**What is being asked**
Output each line exactly as written, from the first line of the records to the line bearing "positive clicks: (284, 464)", inclusive, while leaving every picture out.

Stored items:
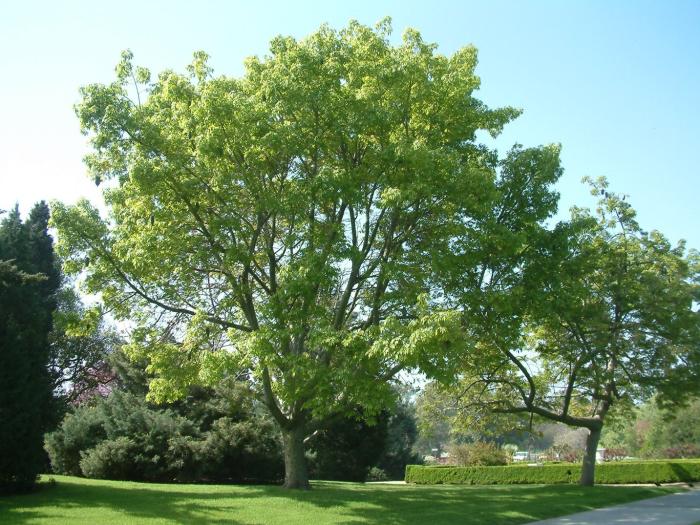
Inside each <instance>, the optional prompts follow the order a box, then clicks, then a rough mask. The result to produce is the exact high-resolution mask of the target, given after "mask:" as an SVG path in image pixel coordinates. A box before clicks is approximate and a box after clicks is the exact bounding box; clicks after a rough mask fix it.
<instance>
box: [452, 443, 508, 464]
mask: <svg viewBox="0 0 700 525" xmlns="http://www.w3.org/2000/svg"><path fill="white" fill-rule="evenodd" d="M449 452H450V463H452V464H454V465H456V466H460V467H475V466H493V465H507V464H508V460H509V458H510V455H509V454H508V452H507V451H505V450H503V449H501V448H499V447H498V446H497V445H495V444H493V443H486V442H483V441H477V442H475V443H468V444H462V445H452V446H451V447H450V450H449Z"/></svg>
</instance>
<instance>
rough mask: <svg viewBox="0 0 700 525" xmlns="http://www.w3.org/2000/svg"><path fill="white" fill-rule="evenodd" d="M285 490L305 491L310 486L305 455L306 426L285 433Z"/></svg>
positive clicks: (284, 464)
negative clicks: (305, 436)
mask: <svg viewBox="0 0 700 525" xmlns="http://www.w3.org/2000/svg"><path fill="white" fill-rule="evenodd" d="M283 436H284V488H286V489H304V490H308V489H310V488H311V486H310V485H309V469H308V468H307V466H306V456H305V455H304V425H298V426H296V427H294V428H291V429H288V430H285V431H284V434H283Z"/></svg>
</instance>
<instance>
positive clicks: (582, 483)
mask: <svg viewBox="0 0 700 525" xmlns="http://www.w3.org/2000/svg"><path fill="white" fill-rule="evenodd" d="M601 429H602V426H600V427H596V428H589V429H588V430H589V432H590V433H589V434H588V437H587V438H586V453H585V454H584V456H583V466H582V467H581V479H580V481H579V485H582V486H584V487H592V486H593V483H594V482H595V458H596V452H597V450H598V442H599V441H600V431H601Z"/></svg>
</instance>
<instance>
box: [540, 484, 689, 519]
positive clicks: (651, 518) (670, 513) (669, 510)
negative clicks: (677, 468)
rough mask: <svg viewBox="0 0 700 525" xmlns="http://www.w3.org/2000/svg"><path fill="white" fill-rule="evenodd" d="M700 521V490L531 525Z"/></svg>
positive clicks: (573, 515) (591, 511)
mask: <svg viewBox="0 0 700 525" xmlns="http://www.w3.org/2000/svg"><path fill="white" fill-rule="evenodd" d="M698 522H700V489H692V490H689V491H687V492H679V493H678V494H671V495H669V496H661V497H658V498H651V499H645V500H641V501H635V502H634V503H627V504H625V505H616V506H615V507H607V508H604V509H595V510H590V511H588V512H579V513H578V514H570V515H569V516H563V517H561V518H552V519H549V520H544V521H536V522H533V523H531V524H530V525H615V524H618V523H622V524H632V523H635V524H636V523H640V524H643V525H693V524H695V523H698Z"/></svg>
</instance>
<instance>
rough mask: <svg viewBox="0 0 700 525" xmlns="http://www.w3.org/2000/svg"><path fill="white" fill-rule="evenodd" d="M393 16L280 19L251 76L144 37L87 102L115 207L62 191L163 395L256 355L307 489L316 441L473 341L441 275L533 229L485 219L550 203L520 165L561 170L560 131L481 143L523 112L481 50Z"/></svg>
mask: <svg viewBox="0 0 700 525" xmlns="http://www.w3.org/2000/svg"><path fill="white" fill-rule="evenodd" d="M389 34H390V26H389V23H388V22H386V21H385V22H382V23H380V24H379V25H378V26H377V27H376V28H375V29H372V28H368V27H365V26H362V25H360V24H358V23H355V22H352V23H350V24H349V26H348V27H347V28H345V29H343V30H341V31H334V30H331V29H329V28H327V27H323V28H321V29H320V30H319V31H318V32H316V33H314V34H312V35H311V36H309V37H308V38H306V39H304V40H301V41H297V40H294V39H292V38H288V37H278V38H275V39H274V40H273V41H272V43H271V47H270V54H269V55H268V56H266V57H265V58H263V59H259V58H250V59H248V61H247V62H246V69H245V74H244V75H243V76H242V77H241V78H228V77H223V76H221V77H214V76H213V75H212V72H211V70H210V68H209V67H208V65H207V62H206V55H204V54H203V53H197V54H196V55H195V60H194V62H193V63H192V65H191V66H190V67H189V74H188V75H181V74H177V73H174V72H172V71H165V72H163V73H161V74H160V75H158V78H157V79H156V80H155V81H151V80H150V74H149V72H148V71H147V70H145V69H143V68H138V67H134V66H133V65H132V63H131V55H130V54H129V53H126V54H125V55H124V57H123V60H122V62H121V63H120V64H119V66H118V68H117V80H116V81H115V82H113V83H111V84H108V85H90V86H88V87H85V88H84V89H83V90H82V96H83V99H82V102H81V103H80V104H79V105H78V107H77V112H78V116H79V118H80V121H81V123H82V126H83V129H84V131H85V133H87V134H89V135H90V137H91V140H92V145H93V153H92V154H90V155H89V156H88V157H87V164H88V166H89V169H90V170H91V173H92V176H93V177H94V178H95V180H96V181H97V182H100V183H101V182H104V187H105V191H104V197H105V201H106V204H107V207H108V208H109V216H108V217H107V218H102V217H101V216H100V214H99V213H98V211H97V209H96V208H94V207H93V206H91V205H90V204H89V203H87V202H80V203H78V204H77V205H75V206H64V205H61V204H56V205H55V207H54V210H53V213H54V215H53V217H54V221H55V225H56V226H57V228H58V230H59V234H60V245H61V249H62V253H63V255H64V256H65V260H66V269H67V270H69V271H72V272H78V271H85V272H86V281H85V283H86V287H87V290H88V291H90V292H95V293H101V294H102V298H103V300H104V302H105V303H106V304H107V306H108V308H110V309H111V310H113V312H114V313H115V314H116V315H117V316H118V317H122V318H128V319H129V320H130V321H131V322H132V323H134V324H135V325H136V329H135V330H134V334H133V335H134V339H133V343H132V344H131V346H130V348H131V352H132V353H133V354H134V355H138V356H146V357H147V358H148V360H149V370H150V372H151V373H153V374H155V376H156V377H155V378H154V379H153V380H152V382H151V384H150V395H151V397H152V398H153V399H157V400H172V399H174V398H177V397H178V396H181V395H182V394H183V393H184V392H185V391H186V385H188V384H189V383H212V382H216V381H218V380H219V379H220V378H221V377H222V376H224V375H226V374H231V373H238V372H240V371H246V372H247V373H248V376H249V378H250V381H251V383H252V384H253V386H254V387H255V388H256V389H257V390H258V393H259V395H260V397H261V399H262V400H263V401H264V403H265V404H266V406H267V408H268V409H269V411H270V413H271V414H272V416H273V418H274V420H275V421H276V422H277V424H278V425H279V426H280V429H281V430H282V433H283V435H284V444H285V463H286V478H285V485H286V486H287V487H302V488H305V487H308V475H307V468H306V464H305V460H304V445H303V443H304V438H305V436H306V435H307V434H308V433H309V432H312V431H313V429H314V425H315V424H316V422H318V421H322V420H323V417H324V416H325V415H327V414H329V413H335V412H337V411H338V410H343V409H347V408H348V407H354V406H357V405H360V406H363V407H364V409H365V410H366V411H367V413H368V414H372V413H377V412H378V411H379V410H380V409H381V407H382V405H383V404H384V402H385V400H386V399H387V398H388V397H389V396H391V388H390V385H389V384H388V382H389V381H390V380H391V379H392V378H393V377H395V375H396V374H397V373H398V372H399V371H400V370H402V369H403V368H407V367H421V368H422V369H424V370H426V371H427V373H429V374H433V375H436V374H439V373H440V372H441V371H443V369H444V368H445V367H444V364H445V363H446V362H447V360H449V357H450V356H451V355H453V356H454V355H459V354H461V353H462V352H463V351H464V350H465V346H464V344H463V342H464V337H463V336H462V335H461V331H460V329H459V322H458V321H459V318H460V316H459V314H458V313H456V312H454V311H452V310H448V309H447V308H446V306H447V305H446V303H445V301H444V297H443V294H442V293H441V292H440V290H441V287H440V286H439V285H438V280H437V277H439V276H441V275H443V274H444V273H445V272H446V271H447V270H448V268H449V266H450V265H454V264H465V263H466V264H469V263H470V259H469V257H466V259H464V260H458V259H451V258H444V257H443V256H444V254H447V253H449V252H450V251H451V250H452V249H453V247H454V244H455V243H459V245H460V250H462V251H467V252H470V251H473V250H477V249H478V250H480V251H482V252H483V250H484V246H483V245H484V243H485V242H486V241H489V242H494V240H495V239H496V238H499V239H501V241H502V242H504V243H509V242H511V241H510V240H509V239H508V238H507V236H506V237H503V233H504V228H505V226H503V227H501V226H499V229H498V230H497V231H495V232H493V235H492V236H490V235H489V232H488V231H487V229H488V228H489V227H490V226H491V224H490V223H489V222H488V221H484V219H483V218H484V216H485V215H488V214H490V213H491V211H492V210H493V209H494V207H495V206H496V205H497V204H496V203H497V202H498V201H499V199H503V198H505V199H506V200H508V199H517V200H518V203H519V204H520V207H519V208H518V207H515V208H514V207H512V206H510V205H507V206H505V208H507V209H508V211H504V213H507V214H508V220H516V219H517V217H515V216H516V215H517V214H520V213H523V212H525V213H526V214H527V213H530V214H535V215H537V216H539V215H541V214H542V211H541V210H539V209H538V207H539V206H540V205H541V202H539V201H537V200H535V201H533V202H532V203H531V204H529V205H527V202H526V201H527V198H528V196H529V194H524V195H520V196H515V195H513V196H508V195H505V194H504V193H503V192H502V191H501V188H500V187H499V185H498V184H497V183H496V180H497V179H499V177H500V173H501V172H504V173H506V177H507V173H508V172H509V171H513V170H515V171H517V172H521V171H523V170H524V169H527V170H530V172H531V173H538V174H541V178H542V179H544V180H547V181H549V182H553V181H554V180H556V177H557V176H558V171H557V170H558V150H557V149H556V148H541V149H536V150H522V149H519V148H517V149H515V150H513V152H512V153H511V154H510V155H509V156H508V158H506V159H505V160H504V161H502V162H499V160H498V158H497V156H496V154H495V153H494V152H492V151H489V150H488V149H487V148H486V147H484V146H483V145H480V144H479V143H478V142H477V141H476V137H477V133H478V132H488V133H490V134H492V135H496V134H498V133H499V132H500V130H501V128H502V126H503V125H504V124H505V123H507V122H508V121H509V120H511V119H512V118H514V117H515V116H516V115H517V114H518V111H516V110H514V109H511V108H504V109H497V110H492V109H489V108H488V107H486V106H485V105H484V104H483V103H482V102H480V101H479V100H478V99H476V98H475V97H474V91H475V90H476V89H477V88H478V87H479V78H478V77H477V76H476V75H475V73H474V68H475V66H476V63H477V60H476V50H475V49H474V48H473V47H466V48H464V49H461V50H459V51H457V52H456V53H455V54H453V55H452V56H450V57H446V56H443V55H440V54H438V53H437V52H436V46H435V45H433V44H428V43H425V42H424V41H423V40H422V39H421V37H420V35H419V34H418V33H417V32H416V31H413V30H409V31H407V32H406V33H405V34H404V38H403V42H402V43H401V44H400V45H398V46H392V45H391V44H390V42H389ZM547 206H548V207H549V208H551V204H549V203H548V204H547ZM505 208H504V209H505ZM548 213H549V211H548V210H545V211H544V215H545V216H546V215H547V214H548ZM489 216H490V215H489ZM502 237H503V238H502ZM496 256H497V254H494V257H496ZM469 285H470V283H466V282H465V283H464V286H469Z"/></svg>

**Result below**
Inside each <instance>, the optional prompts follow the order a box, then clicks, then a rough mask. The result to produce is the exact high-resolution mask of the target, given after "mask:" as an SVG path in image pixel coordinates. A box before clicks is approximate and a box after clicks is the exact bounding box; clicks after a rough mask fix it.
<instance>
box: [452, 443, 508, 464]
mask: <svg viewBox="0 0 700 525" xmlns="http://www.w3.org/2000/svg"><path fill="white" fill-rule="evenodd" d="M449 452H450V463H452V464H454V465H456V466H460V467H475V466H493V465H507V464H508V460H509V458H510V455H509V454H508V452H507V451H505V450H503V449H501V448H499V447H498V446H497V445H495V444H493V443H486V442H483V441H477V442H475V443H468V444H462V445H452V446H451V447H450V450H449Z"/></svg>
</instance>
<instance>
rough mask: <svg viewBox="0 0 700 525" xmlns="http://www.w3.org/2000/svg"><path fill="white" fill-rule="evenodd" d="M285 490L305 491L310 486L305 455L306 426L285 433Z"/></svg>
positive clicks: (284, 464)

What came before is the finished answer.